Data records
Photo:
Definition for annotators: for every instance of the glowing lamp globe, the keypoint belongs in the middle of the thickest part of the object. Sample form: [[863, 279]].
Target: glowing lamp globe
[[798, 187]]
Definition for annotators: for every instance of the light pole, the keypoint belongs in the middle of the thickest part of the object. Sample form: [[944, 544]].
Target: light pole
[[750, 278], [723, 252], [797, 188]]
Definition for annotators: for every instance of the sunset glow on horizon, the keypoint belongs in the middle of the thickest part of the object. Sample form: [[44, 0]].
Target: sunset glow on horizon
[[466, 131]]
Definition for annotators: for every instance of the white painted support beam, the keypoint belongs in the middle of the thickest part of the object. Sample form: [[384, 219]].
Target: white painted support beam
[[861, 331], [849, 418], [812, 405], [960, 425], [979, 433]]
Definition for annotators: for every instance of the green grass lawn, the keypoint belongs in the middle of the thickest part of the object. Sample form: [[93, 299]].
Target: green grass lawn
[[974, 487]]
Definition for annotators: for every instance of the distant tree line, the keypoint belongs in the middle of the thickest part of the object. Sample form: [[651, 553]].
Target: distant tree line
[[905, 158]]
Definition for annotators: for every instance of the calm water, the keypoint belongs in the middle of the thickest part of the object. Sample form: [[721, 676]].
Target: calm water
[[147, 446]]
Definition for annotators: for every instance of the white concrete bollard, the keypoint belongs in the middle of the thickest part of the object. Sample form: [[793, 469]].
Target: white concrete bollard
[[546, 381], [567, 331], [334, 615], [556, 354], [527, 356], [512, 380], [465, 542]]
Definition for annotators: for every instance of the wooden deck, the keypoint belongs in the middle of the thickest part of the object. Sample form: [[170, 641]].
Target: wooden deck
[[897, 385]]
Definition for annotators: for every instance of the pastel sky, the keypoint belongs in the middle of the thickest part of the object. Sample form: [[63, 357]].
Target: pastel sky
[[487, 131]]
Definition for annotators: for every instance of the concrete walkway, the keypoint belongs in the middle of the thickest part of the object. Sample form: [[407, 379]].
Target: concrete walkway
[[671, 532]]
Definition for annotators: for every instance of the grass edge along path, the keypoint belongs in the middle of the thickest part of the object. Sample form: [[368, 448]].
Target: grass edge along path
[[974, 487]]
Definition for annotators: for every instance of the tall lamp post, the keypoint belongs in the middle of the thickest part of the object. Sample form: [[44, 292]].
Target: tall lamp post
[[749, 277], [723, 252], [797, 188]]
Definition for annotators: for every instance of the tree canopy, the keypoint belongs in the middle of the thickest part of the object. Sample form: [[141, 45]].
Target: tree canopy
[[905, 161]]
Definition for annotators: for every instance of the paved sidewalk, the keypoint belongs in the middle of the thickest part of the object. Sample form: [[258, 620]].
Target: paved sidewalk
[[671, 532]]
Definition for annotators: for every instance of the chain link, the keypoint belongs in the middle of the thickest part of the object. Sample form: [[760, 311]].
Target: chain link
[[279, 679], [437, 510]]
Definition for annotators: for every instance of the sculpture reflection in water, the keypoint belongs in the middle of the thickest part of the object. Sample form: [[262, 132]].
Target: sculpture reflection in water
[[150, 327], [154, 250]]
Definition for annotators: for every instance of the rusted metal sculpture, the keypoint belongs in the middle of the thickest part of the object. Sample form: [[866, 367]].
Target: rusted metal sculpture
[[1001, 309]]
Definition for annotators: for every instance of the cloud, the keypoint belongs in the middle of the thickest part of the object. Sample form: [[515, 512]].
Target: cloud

**INSTRUCTIONS FOR THE TASK**
Print the lines above exactly, everything from the line that contains "Definition for annotators: for every instance of the sunset" down to the line that contains "[[861, 331], [849, 418], [812, 405], [960, 425], [979, 433]]", including both of those lines.

**ANSWER**
Definition for annotators: for every instance of the sunset glow on horizon, the keypoint belongs in the middle of the thickest part of the object. Sample form: [[44, 0]].
Target: sunset glow on horizon
[[466, 131]]
Definition for annotators: for every instance of the white painted support beam, the keypoint belongs in the middle of the thickest part of the object. Sample form: [[384, 219]].
Target: white painted support beam
[[861, 331], [849, 418], [812, 405], [960, 425], [979, 433]]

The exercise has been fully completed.